- [Data extracts]:
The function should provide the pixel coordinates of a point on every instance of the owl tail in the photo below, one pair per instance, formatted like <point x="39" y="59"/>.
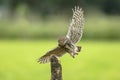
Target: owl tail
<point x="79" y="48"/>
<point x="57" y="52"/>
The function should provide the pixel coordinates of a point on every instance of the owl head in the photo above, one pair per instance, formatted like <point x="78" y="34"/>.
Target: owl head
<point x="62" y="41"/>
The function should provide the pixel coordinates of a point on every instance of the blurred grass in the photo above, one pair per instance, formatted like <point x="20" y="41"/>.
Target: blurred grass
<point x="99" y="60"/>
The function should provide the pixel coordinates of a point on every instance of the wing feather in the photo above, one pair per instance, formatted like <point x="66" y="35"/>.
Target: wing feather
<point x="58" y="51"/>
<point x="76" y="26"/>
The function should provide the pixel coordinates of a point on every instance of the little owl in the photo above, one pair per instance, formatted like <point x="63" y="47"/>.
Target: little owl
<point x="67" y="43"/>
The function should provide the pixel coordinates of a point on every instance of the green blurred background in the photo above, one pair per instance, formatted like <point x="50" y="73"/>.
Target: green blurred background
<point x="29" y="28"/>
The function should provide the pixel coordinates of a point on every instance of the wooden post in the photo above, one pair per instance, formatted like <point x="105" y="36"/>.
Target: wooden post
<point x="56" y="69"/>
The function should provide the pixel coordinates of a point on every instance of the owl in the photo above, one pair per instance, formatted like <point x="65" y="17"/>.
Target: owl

- [What you need to do]: Reproduce all of the material above word for word. Omit the pictures.

- [Answer to the exercise]:
The function should provide the pixel coordinates of a point on every instance of the owl tail in the photo below, one pair per instance, formatted like <point x="39" y="59"/>.
Target: owl tail
<point x="79" y="48"/>
<point x="57" y="52"/>
The function should provide the pixel coordinates of a point on every instance of the owl head in the photo above, one pair per instance, formatted like <point x="78" y="34"/>.
Target: owl head
<point x="62" y="41"/>
The function should provide the pixel coordinates of a point on every instance of the blurred grass in the photo above, one pair per instance, formatted like <point x="20" y="41"/>.
Target: blurred grass
<point x="99" y="60"/>
The function should provide the pixel coordinates of a point on every instance of the wing feather in the photo above, one pair per instance, formatted like <point x="66" y="35"/>.
Target: wing feather
<point x="58" y="51"/>
<point x="76" y="26"/>
The function should provide the pixel coordinates of a point on every instance of the little owl in the photo above, one pair per instance, formatted like <point x="63" y="47"/>.
Target: little owl
<point x="67" y="43"/>
The function should provide the pixel coordinates of a point on every instance of the green blurred background in the photo above, one pair per instance, formatted like <point x="50" y="73"/>.
Target: green blurred background
<point x="29" y="28"/>
The function should provide the pixel coordinates of a point on every instance of the wooden post in the photo above, one pair per instance, formatted like <point x="105" y="36"/>.
Target: wooden post
<point x="56" y="69"/>
The function should provide the pixel coordinates of a point on every instance of the owl in the photo above, one pair per instance, formatted like <point x="65" y="17"/>.
Target: owl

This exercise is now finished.